• [Source data]:
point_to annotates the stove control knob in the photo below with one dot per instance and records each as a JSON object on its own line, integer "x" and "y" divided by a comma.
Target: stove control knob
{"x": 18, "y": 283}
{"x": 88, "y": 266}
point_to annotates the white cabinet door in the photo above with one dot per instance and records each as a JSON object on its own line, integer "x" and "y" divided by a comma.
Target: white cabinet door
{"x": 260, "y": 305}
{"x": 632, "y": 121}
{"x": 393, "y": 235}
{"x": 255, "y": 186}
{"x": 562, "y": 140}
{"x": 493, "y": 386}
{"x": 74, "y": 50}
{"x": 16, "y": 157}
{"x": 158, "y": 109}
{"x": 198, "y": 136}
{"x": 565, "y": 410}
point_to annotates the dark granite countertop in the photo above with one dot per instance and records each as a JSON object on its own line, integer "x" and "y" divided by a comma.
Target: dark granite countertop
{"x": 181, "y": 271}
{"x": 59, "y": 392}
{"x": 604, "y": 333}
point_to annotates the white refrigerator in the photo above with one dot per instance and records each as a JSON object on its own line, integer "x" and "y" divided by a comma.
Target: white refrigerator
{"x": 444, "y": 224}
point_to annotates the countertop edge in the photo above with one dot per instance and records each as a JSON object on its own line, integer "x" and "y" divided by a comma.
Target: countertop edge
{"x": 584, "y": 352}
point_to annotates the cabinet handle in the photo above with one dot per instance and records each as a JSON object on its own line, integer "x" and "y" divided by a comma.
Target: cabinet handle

• [Your assignment]: Transcription of the listing must be exact and complete.

• [Completed task]:
point_to annotates the stove control knob in the photo below with one dot per instance and records each as a JSON object on its own line, integer "x" and "y" divided by a comma.
Target: stove control knob
{"x": 18, "y": 283}
{"x": 88, "y": 266}
point_to annotates the white cabinet door in the photo above with one dot per instance and records each as a JSON object on its own line, integer "x" and "y" divided by a comma.
Target: white cabinet door
{"x": 260, "y": 305}
{"x": 632, "y": 121}
{"x": 393, "y": 235}
{"x": 255, "y": 186}
{"x": 562, "y": 140}
{"x": 493, "y": 386}
{"x": 74, "y": 50}
{"x": 16, "y": 157}
{"x": 158, "y": 109}
{"x": 198, "y": 136}
{"x": 565, "y": 410}
point_to annotates the dark granite countertop in the photo above with one dot per instance and records each as a JSON object on its own line, integer "x" and "y" divided by a comma.
Target: dark granite countertop
{"x": 181, "y": 271}
{"x": 59, "y": 392}
{"x": 604, "y": 333}
point_to annotates the white refrigerator in the photo above with one dot per instance and records each as a JSON object on its own line, integer "x" and "y" divided by a comma.
Target: white refrigerator
{"x": 444, "y": 224}
point_to annotates the countertop edge in the photo above with one dot per instance and records each as a JSON object on its own line, integer "x" and "y" divided by a comma.
Target: countertop edge
{"x": 584, "y": 352}
point_to annotates the cabinet handle in the photo above with one dot per instance and records each as a JSON object on its own line, integer "x" and "y" divided by a comma.
Target: cabinet handle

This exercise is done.